*** Source records ***

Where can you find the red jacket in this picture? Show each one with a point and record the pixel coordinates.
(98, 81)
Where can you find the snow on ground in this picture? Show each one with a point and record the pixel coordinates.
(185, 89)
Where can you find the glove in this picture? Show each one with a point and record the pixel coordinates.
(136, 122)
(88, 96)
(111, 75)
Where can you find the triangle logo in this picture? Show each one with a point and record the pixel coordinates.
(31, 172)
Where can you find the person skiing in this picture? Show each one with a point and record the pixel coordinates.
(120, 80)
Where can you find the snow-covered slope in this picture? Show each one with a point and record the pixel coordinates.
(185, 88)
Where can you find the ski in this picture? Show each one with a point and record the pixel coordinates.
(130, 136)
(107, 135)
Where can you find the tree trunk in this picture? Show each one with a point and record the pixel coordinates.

***

§ What the exercise asks
Repeat the data. Keep every word the same.

§ Task solution
Where can you find the red jacket in this picture? Show each one with a point and record the pixel coordinates.
(98, 81)
Where can you find the snow on ground in this picture? Show each one with a point and record the pixel coordinates.
(185, 89)
Where can you find the glove in this picture? Show each one with a point and record the pixel coordinates.
(136, 122)
(88, 96)
(111, 75)
Where can you find the triangle logo in this picture? Show each one with a point and record the pixel coordinates.
(31, 172)
Where can you find the person skiing in this picture? Show each one with a point and record the pixel coordinates.
(120, 80)
Where can you find the snow-covered slope in this picture? Show each one with a point and record the pixel coordinates.
(185, 88)
Where can you find the ski in this picture? Show each one with a point and record the pixel coordinates.
(130, 136)
(107, 135)
Where can you find the tree trunk in this picture? Show each one with a point and record the pixel coordinates.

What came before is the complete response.